■ **Exercise directions**
Nothing may differ between your reply and the listing that follows.

■ **Source records**
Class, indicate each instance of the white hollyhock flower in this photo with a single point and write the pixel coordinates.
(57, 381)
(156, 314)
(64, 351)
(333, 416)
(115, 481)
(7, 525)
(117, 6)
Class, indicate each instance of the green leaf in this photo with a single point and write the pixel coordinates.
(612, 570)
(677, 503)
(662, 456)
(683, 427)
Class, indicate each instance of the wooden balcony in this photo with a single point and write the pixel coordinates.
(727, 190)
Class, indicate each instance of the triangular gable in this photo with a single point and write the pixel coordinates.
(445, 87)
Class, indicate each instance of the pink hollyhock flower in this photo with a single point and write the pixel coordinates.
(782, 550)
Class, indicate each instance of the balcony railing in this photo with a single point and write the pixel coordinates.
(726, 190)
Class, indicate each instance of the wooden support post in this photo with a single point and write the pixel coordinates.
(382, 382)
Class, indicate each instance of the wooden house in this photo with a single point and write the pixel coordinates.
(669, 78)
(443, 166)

■ **Answer to the exercise**
Class, indicate each instance of the white hollyhock flower in this photo with a single point and write the pixel coordinates.
(57, 381)
(156, 314)
(64, 351)
(333, 416)
(115, 481)
(7, 525)
(117, 6)
Class, indicate each instance of the green leaf in this photo with a single point and write the pixel coordinates.
(612, 570)
(677, 503)
(662, 456)
(683, 427)
Class, indicate each instance of the wooden balcony in this photo with a single point and write the pixel coordinates.
(727, 190)
Class, indicate each instance of the triangular gable in this photo with a single point and write the pixel coordinates.
(445, 87)
Class, indicate each instance of the pink hollyhock flower in this photo with a single point and write the pixel coordinates.
(782, 550)
Class, indicate each instance of the balcony railing in this photo with a single point and write the pixel coordinates.
(726, 190)
Class, indicate each instance of the wooden support post in this photo with a single point and write the pixel coordinates.
(382, 382)
Class, indicate each instance of the wooden house in this photo with a single point and write the pixel coordinates.
(669, 78)
(443, 166)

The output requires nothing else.